TASK DESCRIPTION:
Continue the article about Texas banks helping their communities through the winter storms from the point where it stops.

TEXT FOR ANALYSIS:
How banks are helping Texans cope with a ‘nightmare’

When workers at First National Bank of Kemp resorted to melting snow for the toilets in its branch last week, CEO Vidal Jones knew the rest of the small town outside of Dallas would need a better solution, too — and fast.

The roughly 1,800 residents of Kemp were among 4.3 million Texans who lost power in in frigid temperatures last week. A pair of winter storms had knocked out the Texas power grid and also denied entire cities water as pipes burst across the state.

Jones managed to set up a pump from a nearby retention pond and fill a trough in the ATM drive-through of his $115 million-asset bank for residents to collect and take back to their homes. There were still many people in Kemp who were elderly or too snowed in to make the trip, so Jones went to his ranch, filled up a 300-gallon mobile water tank and drove around the area delivering water to those who couldn’t venture out.

“It’s been an effort,” said Jones, whose bank still had no running water Monday. “We were basically cut off from the world.”

Banks across the state have added a chapter to their disaster-response playbooks to help their commuinities in the past week even as they continue to deal with the effects of the COVID-19 pandemic.

EXCERPTED DATA:
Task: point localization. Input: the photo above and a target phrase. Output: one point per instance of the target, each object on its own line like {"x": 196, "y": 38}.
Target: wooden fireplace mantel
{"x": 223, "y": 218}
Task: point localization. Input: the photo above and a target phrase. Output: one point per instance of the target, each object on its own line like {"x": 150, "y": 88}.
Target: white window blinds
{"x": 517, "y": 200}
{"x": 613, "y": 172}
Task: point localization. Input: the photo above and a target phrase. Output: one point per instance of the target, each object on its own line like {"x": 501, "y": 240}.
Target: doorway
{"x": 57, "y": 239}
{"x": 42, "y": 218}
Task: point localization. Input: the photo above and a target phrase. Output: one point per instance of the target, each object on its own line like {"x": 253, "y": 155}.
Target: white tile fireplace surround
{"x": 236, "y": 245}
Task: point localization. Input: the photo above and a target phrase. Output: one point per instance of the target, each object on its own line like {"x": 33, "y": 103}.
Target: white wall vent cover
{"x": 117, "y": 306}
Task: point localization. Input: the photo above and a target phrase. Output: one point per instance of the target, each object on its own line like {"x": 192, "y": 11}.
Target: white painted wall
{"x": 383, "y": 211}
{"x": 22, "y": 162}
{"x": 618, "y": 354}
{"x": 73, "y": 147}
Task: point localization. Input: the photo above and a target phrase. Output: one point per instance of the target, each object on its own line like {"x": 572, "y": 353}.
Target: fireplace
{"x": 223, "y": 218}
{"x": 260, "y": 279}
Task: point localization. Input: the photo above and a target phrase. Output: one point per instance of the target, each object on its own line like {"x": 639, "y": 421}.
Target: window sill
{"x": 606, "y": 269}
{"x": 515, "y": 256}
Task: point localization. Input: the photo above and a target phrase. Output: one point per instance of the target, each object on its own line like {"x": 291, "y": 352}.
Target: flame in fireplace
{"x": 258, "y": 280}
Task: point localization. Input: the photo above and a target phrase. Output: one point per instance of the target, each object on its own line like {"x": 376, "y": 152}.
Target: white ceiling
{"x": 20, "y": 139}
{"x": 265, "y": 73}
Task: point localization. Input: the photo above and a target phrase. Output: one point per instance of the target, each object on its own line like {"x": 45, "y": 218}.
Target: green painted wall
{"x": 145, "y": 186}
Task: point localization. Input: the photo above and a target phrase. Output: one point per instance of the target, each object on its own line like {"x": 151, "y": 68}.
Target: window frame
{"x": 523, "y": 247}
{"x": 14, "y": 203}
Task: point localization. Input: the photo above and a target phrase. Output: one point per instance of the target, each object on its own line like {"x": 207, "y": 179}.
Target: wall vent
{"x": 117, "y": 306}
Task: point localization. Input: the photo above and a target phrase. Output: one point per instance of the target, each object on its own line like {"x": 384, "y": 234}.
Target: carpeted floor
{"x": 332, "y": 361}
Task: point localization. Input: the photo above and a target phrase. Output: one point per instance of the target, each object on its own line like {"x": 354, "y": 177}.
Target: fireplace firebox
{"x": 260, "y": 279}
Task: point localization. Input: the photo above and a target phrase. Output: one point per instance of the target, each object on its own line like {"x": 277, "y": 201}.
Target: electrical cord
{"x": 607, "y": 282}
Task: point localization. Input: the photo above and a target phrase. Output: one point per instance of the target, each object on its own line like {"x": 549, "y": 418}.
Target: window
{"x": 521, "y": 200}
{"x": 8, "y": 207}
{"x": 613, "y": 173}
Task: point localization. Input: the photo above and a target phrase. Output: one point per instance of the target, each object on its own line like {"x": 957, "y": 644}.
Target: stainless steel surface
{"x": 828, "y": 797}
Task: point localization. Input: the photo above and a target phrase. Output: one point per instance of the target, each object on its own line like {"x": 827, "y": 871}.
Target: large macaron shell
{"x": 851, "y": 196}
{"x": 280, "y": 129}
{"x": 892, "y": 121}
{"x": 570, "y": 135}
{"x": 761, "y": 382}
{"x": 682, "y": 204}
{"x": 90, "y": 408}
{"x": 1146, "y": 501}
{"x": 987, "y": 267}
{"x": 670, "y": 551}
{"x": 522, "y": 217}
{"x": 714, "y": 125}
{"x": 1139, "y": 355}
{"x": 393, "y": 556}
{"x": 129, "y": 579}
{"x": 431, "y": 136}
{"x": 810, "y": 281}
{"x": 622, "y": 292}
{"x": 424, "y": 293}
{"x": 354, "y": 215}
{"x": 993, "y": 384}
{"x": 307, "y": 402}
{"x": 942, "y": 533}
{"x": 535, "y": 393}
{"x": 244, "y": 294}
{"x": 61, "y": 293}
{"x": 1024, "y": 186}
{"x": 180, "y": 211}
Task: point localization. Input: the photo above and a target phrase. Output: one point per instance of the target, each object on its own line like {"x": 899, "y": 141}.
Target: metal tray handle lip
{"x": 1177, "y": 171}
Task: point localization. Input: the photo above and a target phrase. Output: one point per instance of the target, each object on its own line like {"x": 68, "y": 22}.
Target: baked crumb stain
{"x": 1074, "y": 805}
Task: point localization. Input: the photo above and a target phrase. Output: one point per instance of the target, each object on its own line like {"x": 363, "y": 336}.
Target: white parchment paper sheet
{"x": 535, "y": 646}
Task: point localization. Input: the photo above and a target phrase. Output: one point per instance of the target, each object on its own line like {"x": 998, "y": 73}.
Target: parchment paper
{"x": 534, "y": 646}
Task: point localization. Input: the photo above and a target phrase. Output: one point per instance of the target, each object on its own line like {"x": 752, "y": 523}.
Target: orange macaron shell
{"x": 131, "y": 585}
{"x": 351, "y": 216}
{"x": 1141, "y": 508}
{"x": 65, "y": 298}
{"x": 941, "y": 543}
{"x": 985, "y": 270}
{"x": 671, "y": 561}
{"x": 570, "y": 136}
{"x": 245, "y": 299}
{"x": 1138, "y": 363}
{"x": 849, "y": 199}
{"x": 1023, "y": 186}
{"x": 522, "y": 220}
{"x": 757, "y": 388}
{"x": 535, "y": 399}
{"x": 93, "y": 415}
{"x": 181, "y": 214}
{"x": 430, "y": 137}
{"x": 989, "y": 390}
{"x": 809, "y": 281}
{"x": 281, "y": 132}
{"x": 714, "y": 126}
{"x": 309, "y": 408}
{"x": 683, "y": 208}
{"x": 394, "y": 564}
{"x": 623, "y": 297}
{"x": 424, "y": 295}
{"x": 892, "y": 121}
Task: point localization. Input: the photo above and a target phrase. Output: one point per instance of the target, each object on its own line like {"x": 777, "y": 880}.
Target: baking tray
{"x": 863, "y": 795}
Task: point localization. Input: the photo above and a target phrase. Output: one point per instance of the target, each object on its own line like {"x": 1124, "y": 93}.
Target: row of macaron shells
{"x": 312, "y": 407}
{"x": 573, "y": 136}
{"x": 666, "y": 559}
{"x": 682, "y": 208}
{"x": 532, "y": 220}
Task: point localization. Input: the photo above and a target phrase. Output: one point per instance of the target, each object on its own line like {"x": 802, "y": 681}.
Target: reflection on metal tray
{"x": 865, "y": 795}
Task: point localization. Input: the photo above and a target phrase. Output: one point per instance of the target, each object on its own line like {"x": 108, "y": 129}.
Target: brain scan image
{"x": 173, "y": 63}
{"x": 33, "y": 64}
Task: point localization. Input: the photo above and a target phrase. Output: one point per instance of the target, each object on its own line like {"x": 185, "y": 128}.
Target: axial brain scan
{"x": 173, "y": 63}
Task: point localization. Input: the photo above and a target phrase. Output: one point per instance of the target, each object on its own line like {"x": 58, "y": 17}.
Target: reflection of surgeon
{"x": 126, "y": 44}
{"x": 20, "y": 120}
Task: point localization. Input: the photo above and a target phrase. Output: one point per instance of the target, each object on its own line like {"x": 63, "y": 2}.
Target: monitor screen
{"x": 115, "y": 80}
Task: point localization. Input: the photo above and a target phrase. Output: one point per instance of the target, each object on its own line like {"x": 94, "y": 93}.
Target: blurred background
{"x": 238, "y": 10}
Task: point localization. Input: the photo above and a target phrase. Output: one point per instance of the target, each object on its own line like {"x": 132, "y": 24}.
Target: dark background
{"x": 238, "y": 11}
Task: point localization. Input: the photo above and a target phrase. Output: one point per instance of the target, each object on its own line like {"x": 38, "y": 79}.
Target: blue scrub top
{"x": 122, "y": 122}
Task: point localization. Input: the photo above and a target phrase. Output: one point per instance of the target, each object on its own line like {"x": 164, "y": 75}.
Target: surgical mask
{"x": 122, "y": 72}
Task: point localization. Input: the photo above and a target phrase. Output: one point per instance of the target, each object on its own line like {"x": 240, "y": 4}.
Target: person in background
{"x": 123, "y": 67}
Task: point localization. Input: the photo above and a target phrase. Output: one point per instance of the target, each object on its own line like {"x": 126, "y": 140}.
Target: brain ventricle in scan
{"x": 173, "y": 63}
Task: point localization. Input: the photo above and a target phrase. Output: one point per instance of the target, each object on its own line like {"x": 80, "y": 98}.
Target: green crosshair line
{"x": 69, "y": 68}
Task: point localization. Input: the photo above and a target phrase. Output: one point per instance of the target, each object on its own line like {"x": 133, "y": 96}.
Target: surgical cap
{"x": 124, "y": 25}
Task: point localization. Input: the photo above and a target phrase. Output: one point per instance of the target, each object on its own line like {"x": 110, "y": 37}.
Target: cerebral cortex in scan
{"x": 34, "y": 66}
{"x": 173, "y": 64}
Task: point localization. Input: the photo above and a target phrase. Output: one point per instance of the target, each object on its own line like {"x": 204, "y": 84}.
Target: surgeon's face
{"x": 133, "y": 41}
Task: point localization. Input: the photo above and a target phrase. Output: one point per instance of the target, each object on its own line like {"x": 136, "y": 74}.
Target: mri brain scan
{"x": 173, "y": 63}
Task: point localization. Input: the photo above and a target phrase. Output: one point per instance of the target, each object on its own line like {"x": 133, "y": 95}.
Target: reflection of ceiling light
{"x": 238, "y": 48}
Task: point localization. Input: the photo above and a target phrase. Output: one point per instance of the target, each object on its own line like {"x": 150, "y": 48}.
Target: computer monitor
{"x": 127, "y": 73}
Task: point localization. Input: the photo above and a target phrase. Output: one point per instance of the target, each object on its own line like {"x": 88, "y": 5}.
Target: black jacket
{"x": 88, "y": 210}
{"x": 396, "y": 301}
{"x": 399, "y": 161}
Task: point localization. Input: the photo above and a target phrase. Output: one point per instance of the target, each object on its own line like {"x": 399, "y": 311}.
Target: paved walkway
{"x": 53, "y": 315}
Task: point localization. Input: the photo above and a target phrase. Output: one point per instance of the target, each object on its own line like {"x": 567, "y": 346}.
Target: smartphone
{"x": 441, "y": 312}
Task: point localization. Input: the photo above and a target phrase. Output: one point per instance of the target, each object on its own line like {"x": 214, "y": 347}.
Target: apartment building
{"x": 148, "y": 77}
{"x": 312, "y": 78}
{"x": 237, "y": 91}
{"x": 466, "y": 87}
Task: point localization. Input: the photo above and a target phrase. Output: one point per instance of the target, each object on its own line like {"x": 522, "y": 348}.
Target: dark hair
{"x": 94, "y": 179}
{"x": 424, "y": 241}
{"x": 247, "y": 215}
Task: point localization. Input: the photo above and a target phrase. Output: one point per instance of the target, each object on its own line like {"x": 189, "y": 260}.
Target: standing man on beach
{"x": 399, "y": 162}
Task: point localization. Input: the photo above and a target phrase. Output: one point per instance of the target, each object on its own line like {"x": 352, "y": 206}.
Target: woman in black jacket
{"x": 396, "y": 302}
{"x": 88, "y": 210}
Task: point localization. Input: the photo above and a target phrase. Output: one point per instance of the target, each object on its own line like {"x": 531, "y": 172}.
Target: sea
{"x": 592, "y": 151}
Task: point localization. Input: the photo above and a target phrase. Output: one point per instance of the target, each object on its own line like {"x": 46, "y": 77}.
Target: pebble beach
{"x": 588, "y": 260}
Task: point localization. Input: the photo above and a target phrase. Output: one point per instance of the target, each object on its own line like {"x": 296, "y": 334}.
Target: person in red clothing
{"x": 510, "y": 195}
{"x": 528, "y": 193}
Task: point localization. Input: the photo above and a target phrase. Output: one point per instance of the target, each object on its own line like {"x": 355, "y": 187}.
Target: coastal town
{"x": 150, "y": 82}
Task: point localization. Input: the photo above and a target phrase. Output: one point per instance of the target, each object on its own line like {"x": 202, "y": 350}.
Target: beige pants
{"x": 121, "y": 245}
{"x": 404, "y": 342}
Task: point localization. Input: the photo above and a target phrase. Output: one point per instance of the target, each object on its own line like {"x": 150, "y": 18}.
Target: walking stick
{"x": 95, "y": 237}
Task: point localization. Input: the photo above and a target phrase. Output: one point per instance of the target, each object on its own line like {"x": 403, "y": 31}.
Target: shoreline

RESPONSE:
Banks like Citigroup and Amegy Bank in Houston have opened up their offices as shelter for employees; Amegy is feeding workers from the company’s in-house cafe. Entities such as BBVA’s U.S. operation in Houston and the Texas Bankers Association have donated to food banks and home-repair nonprofits. USAA in San Antonio, like many of its peers, has given customers a grace period on loan and credit card payments.

First National Bank of Kemp CEO Vidal Jones filled a water tank from his ranch and made deliveries to people in his town outside of Dallas who couldn’t venture out to fetch water he had made available at the bank.

“Texas bankers are moving quickly to help because we know our communities are in great need due to the compounded effects of the historic winter storm and the pandemic,” said Lizzie Williams, who chairs the Texas Bankers Foundation, the philanthropic arm of the state trade group.

Many banks, especially in small Texas towns, helped organize warming centers to get people out of the cold, said Christopher Williston, president and CEO of Independent Bankers Association of Texas.

“It’s been a nightmare,” Williston said.

Some banks seemed to begin treating the situation as they would a major hurricane.

“The first step in that playbook is to get [every employee] access to their banking center as fast and safely as possible,” a spokesman for Prosperity Bank in Houston said. “At the same time we want to make sure our customers know what to do and who to call in order to access their accounts and conduct their business if their branch is down.”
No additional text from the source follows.